Texto seleccionado

━━━━━━━━━━━━━━━━━━━━

Muchos son solicitantes de asilo de lugares como Irán, Afganistán, Rusia, China y Sri Lanka. Ahora se encuentran en una situación incierta: expulsados de Estados Unidos, pero sin poder regresar a sus países de origen por temor a ser perseguidos o asesinados.
“No deberían abandonarnos así, sin decirnos qué hicimos mal. Se volvió muy muy difícil y confuso para nosotros. Dejé a mis hijos en casa”, dijo Ambo entre lágrimas.
Otra mujer etíope viajaba en un vuelo similar. Ella también pidió no revelar su nombre por temor a represalias en su país.
“Estoy tan sorprendida. ¿Digo que esto es Texas o Panamá?”, recordó.
Le dijo a CNN que ella también había recorrido Centroamérica, lesionándose una pierna en la selva del Darién, para llegar a la frontera entre Estados Unidos y México. Dijo que también había salido de Etiopía por problemas políticos y temía regresar.
“No tengo familia. Ya murieron”, le dijo a CNN.
Y un compañero migrante solicitante de asilo de Afganistán, que no quiso compartir su identidad, le dijo a Elizabeth González, de CNN en Español, que si regresara a Afganistán, sería asesinado por los talibanes.
Todos ellos viven ahora en un humilde refugio, uno de los múltiples lugares de Panamá donde estos migrantes intentan sobrevivir, en un país donde no hablan el idioma.
“Casi todos somos de diferentes países, pero aquí somos como una familia, ¿sabes?”, dijo la mujer de Etiopía.

━━━━━━━━━━━━━━━━━━━━

Entradas de datos almacenadas:
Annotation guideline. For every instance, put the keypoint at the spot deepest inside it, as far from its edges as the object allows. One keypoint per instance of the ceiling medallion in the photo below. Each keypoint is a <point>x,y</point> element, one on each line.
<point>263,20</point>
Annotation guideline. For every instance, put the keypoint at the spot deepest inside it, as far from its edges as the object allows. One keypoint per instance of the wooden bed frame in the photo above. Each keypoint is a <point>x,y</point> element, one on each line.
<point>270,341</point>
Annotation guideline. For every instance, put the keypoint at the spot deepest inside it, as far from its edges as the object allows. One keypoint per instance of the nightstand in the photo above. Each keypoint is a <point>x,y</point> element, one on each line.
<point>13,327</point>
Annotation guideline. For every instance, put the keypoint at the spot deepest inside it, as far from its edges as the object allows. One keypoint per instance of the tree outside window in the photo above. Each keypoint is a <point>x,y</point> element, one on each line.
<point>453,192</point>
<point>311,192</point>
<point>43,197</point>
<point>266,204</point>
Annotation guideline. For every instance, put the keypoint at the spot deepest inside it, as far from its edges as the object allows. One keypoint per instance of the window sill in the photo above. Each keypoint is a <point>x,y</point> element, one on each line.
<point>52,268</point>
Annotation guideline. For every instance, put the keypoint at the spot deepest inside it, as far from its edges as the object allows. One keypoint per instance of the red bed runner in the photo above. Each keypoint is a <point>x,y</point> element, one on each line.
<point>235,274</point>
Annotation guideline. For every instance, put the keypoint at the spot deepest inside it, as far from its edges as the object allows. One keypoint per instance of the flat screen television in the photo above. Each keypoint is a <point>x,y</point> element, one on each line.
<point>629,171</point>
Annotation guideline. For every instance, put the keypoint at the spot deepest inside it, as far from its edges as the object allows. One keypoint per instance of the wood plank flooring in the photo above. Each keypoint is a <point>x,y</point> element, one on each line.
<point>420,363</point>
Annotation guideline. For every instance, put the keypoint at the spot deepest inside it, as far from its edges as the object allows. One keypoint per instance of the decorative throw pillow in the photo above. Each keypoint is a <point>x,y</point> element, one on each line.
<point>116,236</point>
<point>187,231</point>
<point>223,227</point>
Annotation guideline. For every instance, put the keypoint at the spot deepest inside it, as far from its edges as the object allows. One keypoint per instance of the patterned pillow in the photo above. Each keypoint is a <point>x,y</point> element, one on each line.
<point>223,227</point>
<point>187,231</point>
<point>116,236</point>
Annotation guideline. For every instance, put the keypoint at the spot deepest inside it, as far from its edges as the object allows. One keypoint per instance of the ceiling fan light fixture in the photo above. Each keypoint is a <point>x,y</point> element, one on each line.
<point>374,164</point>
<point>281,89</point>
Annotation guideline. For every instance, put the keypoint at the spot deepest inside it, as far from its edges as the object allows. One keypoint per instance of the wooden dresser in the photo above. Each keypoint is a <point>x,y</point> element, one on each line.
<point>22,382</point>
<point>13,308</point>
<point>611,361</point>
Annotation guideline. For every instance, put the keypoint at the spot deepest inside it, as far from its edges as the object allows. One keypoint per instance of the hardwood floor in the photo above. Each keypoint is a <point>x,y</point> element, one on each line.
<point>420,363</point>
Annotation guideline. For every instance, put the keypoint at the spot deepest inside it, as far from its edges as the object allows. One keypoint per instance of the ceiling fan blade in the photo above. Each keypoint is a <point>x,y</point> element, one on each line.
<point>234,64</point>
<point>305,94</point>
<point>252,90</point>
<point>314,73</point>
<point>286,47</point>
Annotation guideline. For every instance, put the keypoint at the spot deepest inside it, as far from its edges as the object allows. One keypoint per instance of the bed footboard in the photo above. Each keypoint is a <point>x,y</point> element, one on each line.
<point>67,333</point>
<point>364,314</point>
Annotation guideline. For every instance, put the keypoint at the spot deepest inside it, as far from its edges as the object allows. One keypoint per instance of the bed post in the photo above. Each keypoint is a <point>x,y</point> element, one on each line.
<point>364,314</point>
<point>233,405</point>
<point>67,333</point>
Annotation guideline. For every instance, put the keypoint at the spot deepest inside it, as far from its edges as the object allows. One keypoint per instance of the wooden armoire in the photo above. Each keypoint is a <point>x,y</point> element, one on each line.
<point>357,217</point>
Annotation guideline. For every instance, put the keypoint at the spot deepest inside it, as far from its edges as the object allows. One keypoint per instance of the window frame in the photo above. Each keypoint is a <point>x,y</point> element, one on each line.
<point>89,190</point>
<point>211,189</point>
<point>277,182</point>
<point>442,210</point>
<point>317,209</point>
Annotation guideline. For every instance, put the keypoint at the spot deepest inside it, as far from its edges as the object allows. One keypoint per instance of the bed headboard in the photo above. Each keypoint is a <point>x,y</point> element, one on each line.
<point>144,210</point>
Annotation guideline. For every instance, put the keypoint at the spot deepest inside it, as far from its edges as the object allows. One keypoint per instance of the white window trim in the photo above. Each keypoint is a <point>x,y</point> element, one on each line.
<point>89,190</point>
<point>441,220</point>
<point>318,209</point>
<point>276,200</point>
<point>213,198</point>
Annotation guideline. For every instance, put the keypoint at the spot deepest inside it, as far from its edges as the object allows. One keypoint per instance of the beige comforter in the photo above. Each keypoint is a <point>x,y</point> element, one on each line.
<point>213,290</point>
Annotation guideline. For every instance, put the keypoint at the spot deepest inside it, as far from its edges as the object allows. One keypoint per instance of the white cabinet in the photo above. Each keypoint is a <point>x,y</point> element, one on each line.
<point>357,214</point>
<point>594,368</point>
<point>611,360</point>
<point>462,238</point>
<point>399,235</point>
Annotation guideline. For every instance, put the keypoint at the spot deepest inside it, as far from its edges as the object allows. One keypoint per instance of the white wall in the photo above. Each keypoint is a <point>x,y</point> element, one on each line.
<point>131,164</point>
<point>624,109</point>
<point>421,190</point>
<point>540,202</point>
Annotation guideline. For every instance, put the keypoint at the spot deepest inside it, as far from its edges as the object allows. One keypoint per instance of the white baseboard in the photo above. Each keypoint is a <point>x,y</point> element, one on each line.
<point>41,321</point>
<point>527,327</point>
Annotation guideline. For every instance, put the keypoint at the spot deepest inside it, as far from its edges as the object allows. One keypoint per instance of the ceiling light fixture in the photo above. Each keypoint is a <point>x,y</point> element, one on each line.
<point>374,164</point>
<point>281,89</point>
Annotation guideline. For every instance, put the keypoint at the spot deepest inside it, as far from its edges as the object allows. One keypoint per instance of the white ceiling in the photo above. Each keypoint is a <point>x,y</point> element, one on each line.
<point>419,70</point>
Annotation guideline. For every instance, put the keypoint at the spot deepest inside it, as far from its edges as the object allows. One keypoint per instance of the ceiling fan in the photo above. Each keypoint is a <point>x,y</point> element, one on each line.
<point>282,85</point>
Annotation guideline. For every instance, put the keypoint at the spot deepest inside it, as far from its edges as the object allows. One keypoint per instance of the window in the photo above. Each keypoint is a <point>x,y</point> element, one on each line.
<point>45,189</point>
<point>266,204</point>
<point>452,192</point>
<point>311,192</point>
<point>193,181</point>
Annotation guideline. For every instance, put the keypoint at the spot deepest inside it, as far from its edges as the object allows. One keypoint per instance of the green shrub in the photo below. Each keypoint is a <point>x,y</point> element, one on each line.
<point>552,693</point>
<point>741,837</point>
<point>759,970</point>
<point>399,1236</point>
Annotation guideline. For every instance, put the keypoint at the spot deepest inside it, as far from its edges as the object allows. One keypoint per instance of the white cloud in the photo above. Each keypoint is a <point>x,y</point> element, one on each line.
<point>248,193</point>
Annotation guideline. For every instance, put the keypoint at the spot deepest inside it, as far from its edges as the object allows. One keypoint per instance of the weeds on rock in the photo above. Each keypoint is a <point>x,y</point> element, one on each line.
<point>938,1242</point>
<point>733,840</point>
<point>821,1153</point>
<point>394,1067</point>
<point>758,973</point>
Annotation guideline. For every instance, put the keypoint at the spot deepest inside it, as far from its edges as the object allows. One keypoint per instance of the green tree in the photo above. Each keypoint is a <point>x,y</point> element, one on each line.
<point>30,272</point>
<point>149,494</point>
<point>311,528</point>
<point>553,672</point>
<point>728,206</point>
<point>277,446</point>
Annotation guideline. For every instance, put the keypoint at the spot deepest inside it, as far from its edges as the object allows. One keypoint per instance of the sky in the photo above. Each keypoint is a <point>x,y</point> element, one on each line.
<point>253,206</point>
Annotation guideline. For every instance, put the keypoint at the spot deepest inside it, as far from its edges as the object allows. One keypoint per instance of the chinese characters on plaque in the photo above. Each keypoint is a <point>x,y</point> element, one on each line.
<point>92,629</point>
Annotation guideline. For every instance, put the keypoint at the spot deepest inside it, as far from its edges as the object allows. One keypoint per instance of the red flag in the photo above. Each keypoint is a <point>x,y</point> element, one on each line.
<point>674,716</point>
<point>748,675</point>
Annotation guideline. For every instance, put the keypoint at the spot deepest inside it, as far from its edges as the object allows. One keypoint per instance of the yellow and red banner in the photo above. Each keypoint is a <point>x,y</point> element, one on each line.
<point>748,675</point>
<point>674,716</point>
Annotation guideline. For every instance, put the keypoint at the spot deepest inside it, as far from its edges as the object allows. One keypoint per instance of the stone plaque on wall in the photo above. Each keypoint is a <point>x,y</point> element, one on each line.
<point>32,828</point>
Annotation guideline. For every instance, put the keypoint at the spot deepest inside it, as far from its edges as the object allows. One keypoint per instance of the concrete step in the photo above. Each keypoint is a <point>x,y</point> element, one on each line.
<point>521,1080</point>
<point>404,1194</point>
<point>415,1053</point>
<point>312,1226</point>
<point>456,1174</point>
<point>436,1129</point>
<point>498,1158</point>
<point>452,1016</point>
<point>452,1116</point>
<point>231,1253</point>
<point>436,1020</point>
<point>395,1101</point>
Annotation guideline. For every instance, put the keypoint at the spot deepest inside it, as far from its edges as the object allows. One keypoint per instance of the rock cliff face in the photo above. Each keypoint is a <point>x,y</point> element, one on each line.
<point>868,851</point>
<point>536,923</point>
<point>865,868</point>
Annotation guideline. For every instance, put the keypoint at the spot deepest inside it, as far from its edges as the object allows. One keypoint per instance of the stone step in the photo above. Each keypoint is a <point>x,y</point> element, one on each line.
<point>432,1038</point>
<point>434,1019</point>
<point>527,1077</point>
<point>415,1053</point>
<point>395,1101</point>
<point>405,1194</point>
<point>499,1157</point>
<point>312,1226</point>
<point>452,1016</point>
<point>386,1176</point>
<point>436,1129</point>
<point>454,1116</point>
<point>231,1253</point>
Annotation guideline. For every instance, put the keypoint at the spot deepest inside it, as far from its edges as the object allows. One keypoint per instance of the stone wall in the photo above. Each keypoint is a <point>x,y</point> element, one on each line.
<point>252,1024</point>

━━━━━━━━━━━━━━━━━━━━

Devuelva íntegro y sin ningún cambio el texto sobre los solicitantes de asilo en Panamá.

Solución de la tarea
Muchos son solicitantes de asilo de lugares como Irán, Afganistán, Rusia, China y Sri Lanka. Ahora se encuentran en una situación incierta: expulsados de Estados Unidos, pero sin poder regresar a sus países de origen por temor a ser perseguidos o asesinados.
“No deberían abandonarnos así, sin decirnos qué hicimos mal. Se volvió muy muy difícil y confuso para nosotros. Dejé a mis hijos en casa”, dijo Ambo entre lágrimas.
Otra mujer etíope viajaba en un vuelo similar. Ella también pidió no revelar su nombre por temor a represalias en su país.
“Estoy tan sorprendida. ¿Digo que esto es Texas o Panamá?”, recordó.
Le dijo a CNN que ella también había recorrido Centroamérica, lesionándose una pierna en la selva del Darién, para llegar a la frontera entre Estados Unidos y México. Dijo que también había salido de Etiopía por problemas políticos y temía regresar.
“No tengo familia. Ya murieron”, le dijo a CNN.
Y un compañero migrante solicitante de asilo de Afganistán, que no quiso compartir su identidad, le dijo a Elizabeth González, de CNN en Español, que si regresara a Afganistán, sería asesinado por los talibanes.
Todos ellos viven ahora en un humilde refugio, uno de los múltiples lugares de Panamá donde estos migrantes intentan sobrevivir, en un país donde no hablan el idioma.
“Casi todos somos de diferentes países, pero aquí somos como una familia, ¿sabes?”, dijo la mujer de Etiopía.